- **Work to do**
According to the passage on networked learning and data in education, what does the education foundation claim to be?
-- BEGIN Text passage --
So we see these cross sector policy networks, labs, intermediaries, reimagining education. Moving from a sort of bureocratic place to a more individualised data driven concept.

So going to mobile bodies I want to talk about networked learning, database pedagogues, and the distribution of learners and learning.

So I wanted to start with the RSA, the Royal society of arts. They have a programme called Open Minds with particular curriculum eye, and they are also looking at using networks – see n squared report by Paul Or,arod. They blend the technical and the social networks at the heart of oublic sector learning.

The second area is The Innovation Unit’s report in learning futures – a report talking about institutions as “base camps”, in “learning commons” and “extended learning relationships”. And discussion of an innovation ecosystem. The same organisation has created reports like 10 ideas for 21st century education – calling for radical re imaginings of education, the disappearance of classrooms as spaces. Talking by out tailored and individualised learning. And particularly computer generated playlists of videos, seminars, small discussion groups, and 1:1 learning. Also a lot here about digital expertise, social networking for peer to peer research. And you can see here a collapse across institutions and relationships… By new kinds of actors.

And I wanted to also look at the education foundation – claims to be first independent think tank for education in the uk. One of their big reports has been a We book guide for educators, and taking that tool, mobilising it to the educational domain. That as an infrastructure it is transferable. Some complexities here, the horizontal nature of Facebook connections may not be what we want to reshape all educational relationships to be.

So we see a new expert knowledge and vocabularies of human behaviour and socialite based on theories from social media… Of digital commons, of smart mobs… Many of these are coming from places like Facebook. Facebook have an in house sociologist and data science team, those practices are coming through these kinds of actors into what we do… As if our networked social brains have evolved to demand networked social media. This may reflect Hacking 2007 ideas of addressing kinds of people, who others (Facebook say) imagine we are.

And that brings us to the issue of database pedagogues. Data is increasingly important to our understanding of pedagogy. Mackenzie (2012) talks about this centrality of a databases to the world.

Nests digital education programme very much focuses on learning analytics which gathers data about the learner in order to generate ideas or prescriptions for further learning. So we see things like Knewton. It gathers data on the learner, uses psychometric data etc. to “personalise” the data to the learner. So the learner is visualised and understood as data, metrics, numbers, and increasingly visualisations… The actor is transformed in order to be acted upon.
-- END Text passage --
-- BEGIN Data block --
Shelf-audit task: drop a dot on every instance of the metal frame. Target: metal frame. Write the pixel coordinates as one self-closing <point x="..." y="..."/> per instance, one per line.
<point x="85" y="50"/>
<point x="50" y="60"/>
-- END Data block --
- **Exercise output**
The first independent think tank for education in the UK.